─── Listed entries

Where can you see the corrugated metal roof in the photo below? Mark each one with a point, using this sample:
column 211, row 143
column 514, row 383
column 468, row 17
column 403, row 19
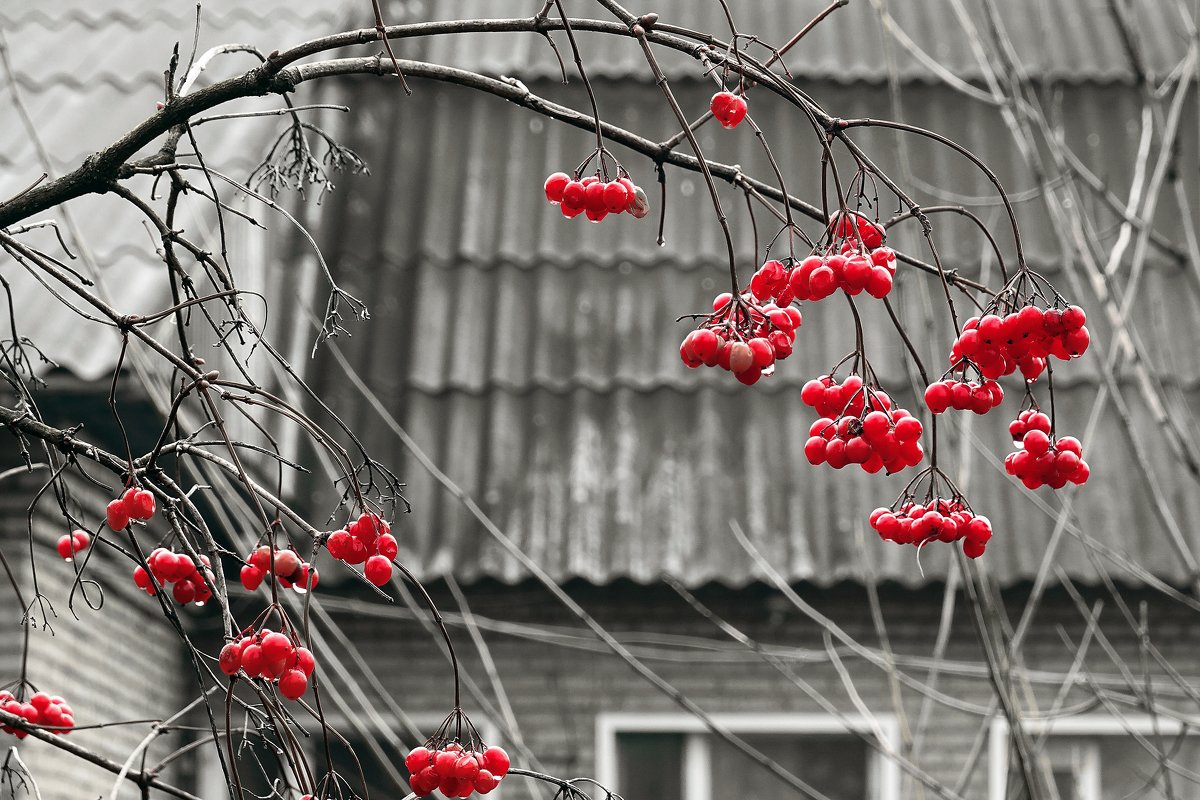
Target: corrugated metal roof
column 535, row 359
column 455, row 198
column 1072, row 41
column 103, row 77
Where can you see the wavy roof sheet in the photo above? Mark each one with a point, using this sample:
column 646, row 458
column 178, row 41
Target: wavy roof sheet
column 535, row 360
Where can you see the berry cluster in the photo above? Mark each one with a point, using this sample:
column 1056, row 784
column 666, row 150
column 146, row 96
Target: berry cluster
column 742, row 337
column 274, row 656
column 1023, row 340
column 964, row 396
column 178, row 569
column 71, row 545
column 849, row 268
column 594, row 197
column 1041, row 459
column 455, row 771
column 286, row 567
column 135, row 504
column 939, row 519
column 51, row 711
column 729, row 108
column 859, row 426
column 367, row 541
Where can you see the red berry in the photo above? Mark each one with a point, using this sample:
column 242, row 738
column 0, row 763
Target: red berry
column 252, row 660
column 705, row 344
column 184, row 593
column 574, row 194
column 616, row 197
column 287, row 564
column 377, row 570
column 418, row 759
column 727, row 108
column 485, row 782
column 141, row 504
column 251, row 577
column 939, row 397
column 65, row 547
column 275, row 647
column 118, row 517
column 231, row 659
column 555, row 186
column 293, row 684
column 496, row 762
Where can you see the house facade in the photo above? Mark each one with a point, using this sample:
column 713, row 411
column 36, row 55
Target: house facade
column 586, row 481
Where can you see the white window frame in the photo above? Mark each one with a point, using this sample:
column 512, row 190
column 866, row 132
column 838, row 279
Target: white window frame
column 696, row 757
column 1086, row 725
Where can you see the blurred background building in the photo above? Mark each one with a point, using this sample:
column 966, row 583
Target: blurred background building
column 533, row 360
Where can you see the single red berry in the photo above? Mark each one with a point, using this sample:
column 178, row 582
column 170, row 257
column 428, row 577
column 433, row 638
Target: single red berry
column 727, row 108
column 118, row 517
column 231, row 659
column 574, row 194
column 593, row 199
column 377, row 570
column 252, row 660
column 466, row 768
column 275, row 647
column 251, row 577
column 287, row 564
column 616, row 197
column 141, row 504
column 555, row 186
column 184, row 593
column 418, row 759
column 496, row 761
column 485, row 781
column 65, row 547
column 293, row 684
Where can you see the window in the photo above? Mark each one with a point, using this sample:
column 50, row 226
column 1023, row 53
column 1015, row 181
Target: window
column 1095, row 757
column 675, row 757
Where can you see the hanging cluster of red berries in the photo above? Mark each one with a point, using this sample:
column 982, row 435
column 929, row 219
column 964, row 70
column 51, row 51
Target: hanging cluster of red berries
column 727, row 108
column 1039, row 459
column 742, row 337
column 367, row 541
column 594, row 197
column 937, row 519
column 455, row 771
column 849, row 269
column 1023, row 340
column 135, row 504
column 190, row 584
column 274, row 656
column 859, row 426
column 48, row 710
column 71, row 545
column 286, row 567
column 964, row 396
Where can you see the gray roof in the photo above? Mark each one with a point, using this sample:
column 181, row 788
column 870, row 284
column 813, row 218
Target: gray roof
column 535, row 360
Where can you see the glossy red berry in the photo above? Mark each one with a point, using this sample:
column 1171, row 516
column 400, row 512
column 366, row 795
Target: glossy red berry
column 555, row 186
column 496, row 761
column 727, row 108
column 293, row 684
column 231, row 659
column 377, row 570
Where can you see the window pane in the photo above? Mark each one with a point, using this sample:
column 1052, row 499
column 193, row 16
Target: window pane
column 651, row 765
column 834, row 764
column 1128, row 770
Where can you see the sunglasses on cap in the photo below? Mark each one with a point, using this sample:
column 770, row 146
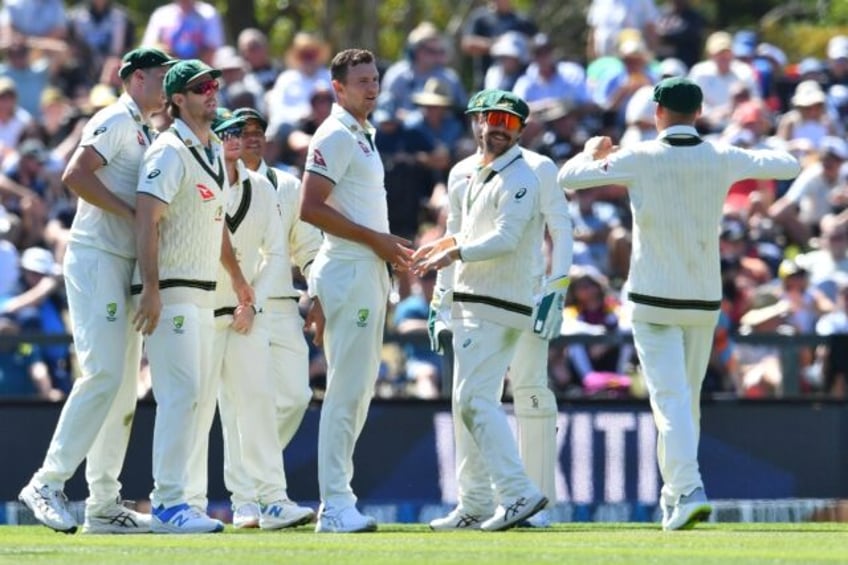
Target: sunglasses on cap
column 204, row 88
column 502, row 119
column 231, row 133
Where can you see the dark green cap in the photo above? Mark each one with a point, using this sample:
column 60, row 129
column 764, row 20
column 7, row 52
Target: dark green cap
column 478, row 101
column 181, row 74
column 679, row 94
column 251, row 114
column 143, row 58
column 225, row 119
column 504, row 101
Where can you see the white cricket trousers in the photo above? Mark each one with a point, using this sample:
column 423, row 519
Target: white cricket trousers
column 353, row 295
column 97, row 416
column 674, row 362
column 180, row 354
column 289, row 371
column 240, row 386
column 484, row 441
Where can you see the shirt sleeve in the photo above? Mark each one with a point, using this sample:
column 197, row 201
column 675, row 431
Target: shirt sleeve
column 330, row 155
column 161, row 173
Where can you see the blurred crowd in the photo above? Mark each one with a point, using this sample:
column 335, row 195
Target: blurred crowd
column 784, row 246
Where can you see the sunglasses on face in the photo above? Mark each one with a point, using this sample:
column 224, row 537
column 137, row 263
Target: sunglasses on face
column 231, row 133
column 204, row 88
column 504, row 120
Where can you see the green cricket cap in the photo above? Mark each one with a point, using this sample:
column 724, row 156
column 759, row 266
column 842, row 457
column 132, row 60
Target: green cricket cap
column 679, row 94
column 182, row 73
column 143, row 58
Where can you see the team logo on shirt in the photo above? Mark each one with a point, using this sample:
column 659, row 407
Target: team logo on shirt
column 362, row 317
column 205, row 192
column 318, row 159
column 112, row 311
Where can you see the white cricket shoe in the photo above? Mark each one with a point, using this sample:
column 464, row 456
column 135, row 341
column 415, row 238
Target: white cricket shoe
column 246, row 516
column 688, row 511
column 115, row 519
column 49, row 506
column 284, row 514
column 346, row 520
column 458, row 519
column 513, row 513
column 183, row 519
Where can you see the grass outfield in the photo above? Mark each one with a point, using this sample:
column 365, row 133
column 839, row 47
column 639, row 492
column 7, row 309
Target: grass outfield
column 401, row 544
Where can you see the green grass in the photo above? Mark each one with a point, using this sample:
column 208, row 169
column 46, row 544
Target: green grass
column 396, row 544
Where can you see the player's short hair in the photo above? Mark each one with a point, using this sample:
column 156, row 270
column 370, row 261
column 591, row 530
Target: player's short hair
column 346, row 59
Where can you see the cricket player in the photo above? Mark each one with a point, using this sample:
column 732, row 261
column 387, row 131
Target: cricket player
column 180, row 221
column 534, row 402
column 289, row 363
column 492, row 305
column 677, row 185
column 343, row 194
column 97, row 416
column 241, row 376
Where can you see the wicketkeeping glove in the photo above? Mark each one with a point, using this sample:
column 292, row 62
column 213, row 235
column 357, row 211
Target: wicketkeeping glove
column 438, row 318
column 547, row 313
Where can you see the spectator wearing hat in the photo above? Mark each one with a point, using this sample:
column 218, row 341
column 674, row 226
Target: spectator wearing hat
column 425, row 58
column 717, row 75
column 484, row 26
column 288, row 100
column 810, row 196
column 803, row 127
column 262, row 69
column 674, row 282
column 187, row 29
column 607, row 19
column 680, row 32
column 510, row 53
column 548, row 80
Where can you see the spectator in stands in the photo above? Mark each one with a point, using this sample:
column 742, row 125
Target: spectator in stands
column 607, row 19
column 289, row 99
column 38, row 18
column 425, row 58
column 837, row 60
column 38, row 306
column 548, row 80
column 187, row 29
column 717, row 76
column 107, row 32
column 483, row 27
column 23, row 372
column 680, row 32
column 261, row 68
column 807, row 123
column 809, row 197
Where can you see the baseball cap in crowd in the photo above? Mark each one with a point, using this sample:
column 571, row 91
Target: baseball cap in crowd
column 39, row 260
column 678, row 94
column 834, row 146
column 837, row 47
column 183, row 72
column 504, row 101
column 226, row 119
column 251, row 114
column 143, row 58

──────

Task brief: Transcribe all of the listing precisely. The images stay out of it.

Answer box:
Where can you see the corrugated metal roof in the photo below? Mark each one with a point, using this sample:
column 211, row 143
column 514, row 383
column 468, row 17
column 403, row 19
Target: corrugated metal roof
column 535, row 359
column 455, row 198
column 1072, row 41
column 103, row 77
Where can you see the wavy roof sheet in the photo above? Mark each one with a point, using this sample:
column 646, row 458
column 178, row 41
Target: wavy roof sheet
column 535, row 360
Where can you see the berry cluster in the photo above? Mark each one with a point, using this sample:
column 1056, row 784
column 666, row 150
column 146, row 96
Target: berry cluster
column 742, row 337
column 274, row 656
column 1023, row 340
column 964, row 396
column 178, row 569
column 71, row 545
column 849, row 268
column 594, row 197
column 1041, row 459
column 455, row 771
column 286, row 567
column 135, row 504
column 939, row 519
column 51, row 711
column 729, row 108
column 859, row 426
column 367, row 541
Where can you see the red berry in the photo above? Mark each one with a point, using this sample:
column 242, row 738
column 0, row 763
Target: red berry
column 252, row 660
column 705, row 344
column 184, row 593
column 574, row 194
column 616, row 197
column 287, row 564
column 377, row 570
column 418, row 759
column 727, row 108
column 485, row 782
column 141, row 504
column 251, row 577
column 939, row 397
column 65, row 547
column 275, row 647
column 118, row 517
column 231, row 659
column 555, row 186
column 293, row 684
column 496, row 762
Where can you see the house facade in the photo above? Mark each one with a point, using this sample:
column 713, row 411
column 36, row 55
Target: house facade
column 586, row 481
Where can you see the white window frame in the photo above? Mark each one with a point, using this sample:
column 512, row 190
column 866, row 132
column 838, row 279
Target: white window frame
column 696, row 757
column 1086, row 725
Where can you see the blurred background building in the photo above? Mark each one with a point, using this sample:
column 966, row 583
Target: blurred background building
column 533, row 360
Where can you see the single red berry in the photo above? Mark each one with a point, using this sample:
column 178, row 582
column 170, row 257
column 428, row 577
column 433, row 638
Target: single red berry
column 727, row 108
column 118, row 517
column 231, row 659
column 574, row 194
column 593, row 199
column 377, row 570
column 252, row 660
column 466, row 768
column 275, row 647
column 251, row 577
column 287, row 564
column 616, row 197
column 141, row 504
column 555, row 186
column 184, row 593
column 418, row 759
column 496, row 761
column 485, row 781
column 65, row 547
column 293, row 684
Where can you see the window in the photo above? Mark each one with a point, using this sample:
column 50, row 226
column 1023, row 53
column 1015, row 181
Target: window
column 1095, row 757
column 675, row 757
Where can you see the hanging cluster of red berries in the photo above? Mark each one with a point, using this sample:
column 982, row 435
column 929, row 219
column 964, row 70
column 51, row 51
Target: hanging cluster of red berries
column 727, row 108
column 1039, row 459
column 742, row 337
column 367, row 541
column 594, row 197
column 937, row 519
column 455, row 771
column 849, row 269
column 1023, row 340
column 135, row 504
column 190, row 584
column 274, row 656
column 859, row 426
column 48, row 710
column 71, row 545
column 286, row 567
column 964, row 396
Where can you see the gray roof in the photo above? Mark each one with a point, using this sample:
column 181, row 788
column 870, row 284
column 813, row 218
Target: gray roof
column 535, row 360
Where can you see the glossy red berry in the photo above? Mark each one with a point, using this sample:
column 1171, row 516
column 400, row 512
column 366, row 795
Target: glossy red berry
column 555, row 186
column 496, row 761
column 727, row 108
column 293, row 684
column 231, row 659
column 377, row 570
Where can you see the window pane in the photo above? Mark each one with a point, using this sample:
column 1052, row 499
column 193, row 16
Target: window pane
column 651, row 765
column 834, row 764
column 1128, row 770
Where can you see the sunglasses on cap in the photo below? Mark each one with a point, using this sample:
column 770, row 146
Target: sunglasses on cap
column 204, row 88
column 502, row 119
column 231, row 133
Where can you see the dark green cap in the photo above? Mark each one with a point, using this sample:
column 60, row 129
column 764, row 20
column 7, row 52
Target: dark green cap
column 478, row 101
column 181, row 74
column 679, row 94
column 251, row 114
column 143, row 58
column 225, row 119
column 504, row 101
Where can you see the white cricket trousers in the photo above? Mark each one with a point, using this sample:
column 423, row 519
Target: white cricket trousers
column 353, row 295
column 97, row 416
column 674, row 362
column 180, row 354
column 289, row 371
column 240, row 386
column 484, row 441
Where can you see the shirt sleeve in the photo above? Mark each one with a point, using this sample:
column 197, row 201
column 675, row 431
Target: shirt sleeve
column 330, row 155
column 161, row 173
Where can you see the blurred crowd in the photo above? Mark each one with a point, using this sample:
column 335, row 195
Target: blurred crowd
column 784, row 246
Where can you see the sunglasses on face in the photo above? Mark each one with a point, using this sample:
column 224, row 537
column 137, row 263
Target: sunglasses on face
column 231, row 133
column 204, row 88
column 504, row 120
Where can you see the green cricket cap in the photo above? Mark each one with a point, using this sample:
column 724, row 156
column 759, row 266
column 842, row 457
column 132, row 60
Target: green cricket cap
column 679, row 94
column 182, row 73
column 143, row 58
Where can you see the team logo on shirt in the photo above? Mark each one with a point, using this sample:
column 659, row 407
Target: team logo on shirt
column 362, row 317
column 205, row 192
column 318, row 159
column 112, row 311
Where can you see the white cricket shoe in the photo above? Mark each one with a point, using this sample:
column 464, row 456
column 135, row 341
column 415, row 238
Target: white cricket shoe
column 246, row 516
column 688, row 511
column 115, row 519
column 49, row 506
column 284, row 514
column 346, row 520
column 458, row 519
column 513, row 513
column 183, row 519
Where can you see the grass outfield in the photo above? Mark each one with a point, using this sample:
column 365, row 133
column 839, row 47
column 639, row 492
column 7, row 309
Target: grass outfield
column 401, row 544
Where can you see the green grass in the photo above? Mark each one with a point, using this sample:
column 208, row 169
column 46, row 544
Target: green grass
column 396, row 544
Where can you see the player's short hair in the photo above? Mark each one with a point, using this sample:
column 156, row 270
column 370, row 261
column 591, row 530
Target: player's short hair
column 346, row 59
Where can you see the cricket player in the photo above? Mark each one with a point, using this sample:
column 732, row 261
column 387, row 131
Target: cricket player
column 180, row 221
column 534, row 402
column 289, row 363
column 492, row 305
column 677, row 185
column 343, row 194
column 97, row 416
column 241, row 376
Where can you see the wicketkeeping glove in the photo above? Mark each one with a point, using this sample:
column 292, row 62
column 213, row 235
column 357, row 211
Target: wicketkeeping glove
column 438, row 318
column 547, row 313
Where can you see the spectator wearing hat in the photo above? Mark each one with a point, using this sample:
column 218, row 341
column 674, row 226
Target: spectator wearing hat
column 425, row 58
column 717, row 75
column 484, row 26
column 288, row 100
column 810, row 196
column 803, row 127
column 262, row 69
column 674, row 282
column 187, row 29
column 607, row 19
column 680, row 32
column 510, row 53
column 548, row 80
Where can you see the spectator in stands in the photo above? Mark each one with a point, using this sample:
column 742, row 125
Target: spectator in stands
column 607, row 19
column 289, row 99
column 38, row 18
column 425, row 58
column 837, row 60
column 38, row 306
column 548, row 80
column 187, row 29
column 717, row 76
column 107, row 32
column 483, row 27
column 23, row 372
column 680, row 32
column 261, row 68
column 807, row 123
column 809, row 197
Where can you see the baseball cap in crowd in the photo above? Mark each one with a point, using this sample:
column 571, row 91
Target: baseball cap in crowd
column 39, row 260
column 678, row 94
column 834, row 146
column 837, row 47
column 183, row 72
column 504, row 101
column 226, row 119
column 251, row 114
column 143, row 58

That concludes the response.